PROBLEM DETAILS
Rewrite the listing from its first line through the line containing "[[308, 245]]", inclusive, replacing "marker" with "dot" and changing nothing else.

DATASET RECORDS
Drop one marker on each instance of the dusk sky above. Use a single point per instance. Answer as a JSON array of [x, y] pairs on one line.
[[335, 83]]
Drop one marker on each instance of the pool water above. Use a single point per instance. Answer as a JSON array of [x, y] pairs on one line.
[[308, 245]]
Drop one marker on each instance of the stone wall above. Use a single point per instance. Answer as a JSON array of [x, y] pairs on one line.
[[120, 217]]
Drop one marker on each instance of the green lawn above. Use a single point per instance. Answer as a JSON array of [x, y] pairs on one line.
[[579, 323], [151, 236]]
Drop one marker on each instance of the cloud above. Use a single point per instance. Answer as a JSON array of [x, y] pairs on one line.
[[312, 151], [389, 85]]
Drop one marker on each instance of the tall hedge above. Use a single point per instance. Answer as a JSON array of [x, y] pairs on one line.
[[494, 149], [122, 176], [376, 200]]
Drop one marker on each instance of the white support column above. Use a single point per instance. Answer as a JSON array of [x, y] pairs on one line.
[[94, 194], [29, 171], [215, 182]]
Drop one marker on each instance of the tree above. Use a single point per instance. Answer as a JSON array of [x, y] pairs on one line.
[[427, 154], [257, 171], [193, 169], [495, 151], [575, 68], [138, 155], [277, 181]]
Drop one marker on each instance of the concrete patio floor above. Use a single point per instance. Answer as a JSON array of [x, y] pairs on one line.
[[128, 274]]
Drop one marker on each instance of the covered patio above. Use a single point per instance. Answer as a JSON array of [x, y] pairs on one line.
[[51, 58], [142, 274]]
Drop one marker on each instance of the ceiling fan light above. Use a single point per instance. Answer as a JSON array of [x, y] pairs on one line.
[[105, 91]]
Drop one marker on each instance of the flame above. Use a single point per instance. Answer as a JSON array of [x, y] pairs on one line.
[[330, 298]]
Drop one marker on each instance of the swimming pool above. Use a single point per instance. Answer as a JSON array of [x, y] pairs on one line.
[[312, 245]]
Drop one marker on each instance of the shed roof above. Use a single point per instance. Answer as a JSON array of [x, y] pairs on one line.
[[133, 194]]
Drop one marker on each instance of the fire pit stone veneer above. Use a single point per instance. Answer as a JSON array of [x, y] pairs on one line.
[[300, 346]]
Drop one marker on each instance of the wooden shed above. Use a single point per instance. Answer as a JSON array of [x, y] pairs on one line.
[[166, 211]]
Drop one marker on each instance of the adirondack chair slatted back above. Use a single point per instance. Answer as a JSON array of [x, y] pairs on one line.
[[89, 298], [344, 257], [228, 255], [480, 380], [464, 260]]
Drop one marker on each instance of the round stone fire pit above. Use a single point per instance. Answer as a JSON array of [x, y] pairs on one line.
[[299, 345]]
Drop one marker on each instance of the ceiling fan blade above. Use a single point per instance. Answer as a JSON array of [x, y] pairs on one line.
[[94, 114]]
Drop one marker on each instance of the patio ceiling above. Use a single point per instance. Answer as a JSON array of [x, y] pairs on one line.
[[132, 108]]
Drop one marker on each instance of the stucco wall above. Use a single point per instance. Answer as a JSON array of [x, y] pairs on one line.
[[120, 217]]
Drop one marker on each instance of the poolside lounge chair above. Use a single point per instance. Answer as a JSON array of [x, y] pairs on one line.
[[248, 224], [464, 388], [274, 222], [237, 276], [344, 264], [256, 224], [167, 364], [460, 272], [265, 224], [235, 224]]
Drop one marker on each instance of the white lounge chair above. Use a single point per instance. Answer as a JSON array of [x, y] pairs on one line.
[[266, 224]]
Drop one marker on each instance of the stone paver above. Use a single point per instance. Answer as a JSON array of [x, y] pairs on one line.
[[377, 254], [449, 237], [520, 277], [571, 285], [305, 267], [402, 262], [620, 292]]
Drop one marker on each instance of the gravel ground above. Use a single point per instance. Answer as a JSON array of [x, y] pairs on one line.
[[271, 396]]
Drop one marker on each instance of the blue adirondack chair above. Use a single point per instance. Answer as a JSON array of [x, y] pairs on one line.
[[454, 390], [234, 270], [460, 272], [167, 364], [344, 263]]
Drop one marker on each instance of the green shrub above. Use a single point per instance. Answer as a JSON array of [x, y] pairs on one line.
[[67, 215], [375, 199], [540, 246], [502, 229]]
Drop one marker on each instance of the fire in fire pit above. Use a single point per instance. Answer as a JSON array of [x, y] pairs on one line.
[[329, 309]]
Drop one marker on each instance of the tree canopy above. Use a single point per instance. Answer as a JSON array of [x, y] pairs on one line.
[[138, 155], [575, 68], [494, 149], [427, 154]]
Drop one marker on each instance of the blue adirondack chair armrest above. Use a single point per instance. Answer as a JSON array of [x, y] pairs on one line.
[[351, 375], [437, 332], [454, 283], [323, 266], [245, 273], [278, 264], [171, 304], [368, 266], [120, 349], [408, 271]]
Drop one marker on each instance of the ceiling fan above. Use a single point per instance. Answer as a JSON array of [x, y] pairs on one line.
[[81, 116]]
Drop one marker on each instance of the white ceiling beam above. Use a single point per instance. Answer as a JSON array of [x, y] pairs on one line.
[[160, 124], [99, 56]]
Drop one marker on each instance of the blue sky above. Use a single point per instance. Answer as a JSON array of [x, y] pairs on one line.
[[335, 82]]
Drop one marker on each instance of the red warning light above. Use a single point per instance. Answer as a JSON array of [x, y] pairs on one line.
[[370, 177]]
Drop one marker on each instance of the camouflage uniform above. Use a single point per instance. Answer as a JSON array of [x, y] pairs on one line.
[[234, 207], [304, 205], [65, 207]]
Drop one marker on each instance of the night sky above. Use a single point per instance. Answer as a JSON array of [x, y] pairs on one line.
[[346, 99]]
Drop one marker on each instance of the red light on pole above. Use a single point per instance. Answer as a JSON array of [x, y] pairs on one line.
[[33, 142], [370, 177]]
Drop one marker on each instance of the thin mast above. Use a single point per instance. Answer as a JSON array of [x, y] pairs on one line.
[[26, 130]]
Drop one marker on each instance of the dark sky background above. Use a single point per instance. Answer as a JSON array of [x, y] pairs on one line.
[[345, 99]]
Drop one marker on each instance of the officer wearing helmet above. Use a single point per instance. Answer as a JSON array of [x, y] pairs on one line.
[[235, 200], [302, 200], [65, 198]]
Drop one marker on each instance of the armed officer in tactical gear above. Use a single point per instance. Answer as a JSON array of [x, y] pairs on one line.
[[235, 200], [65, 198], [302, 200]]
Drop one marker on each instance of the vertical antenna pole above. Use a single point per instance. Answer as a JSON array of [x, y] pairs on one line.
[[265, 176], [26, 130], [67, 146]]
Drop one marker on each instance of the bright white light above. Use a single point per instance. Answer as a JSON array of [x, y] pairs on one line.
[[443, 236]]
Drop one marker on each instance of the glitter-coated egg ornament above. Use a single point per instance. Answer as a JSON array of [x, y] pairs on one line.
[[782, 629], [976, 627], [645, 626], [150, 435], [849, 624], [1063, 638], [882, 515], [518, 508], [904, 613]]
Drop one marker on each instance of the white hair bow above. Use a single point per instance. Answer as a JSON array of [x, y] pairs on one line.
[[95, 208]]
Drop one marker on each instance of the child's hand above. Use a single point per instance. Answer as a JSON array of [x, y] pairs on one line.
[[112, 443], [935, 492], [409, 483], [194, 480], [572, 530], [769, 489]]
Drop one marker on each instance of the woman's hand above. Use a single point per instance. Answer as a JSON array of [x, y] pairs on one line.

SOLUTION BELOW
Drop one dot on each instance of the dusk sky above. Use a single point per instance. Answer as a JSON array of [x, y] pairs on one line.
[[335, 83]]
Drop one dot on each instance of the pool water above. Use a single point per instance. Answer as a JSON array of [x, y] pairs on one line.
[[308, 245]]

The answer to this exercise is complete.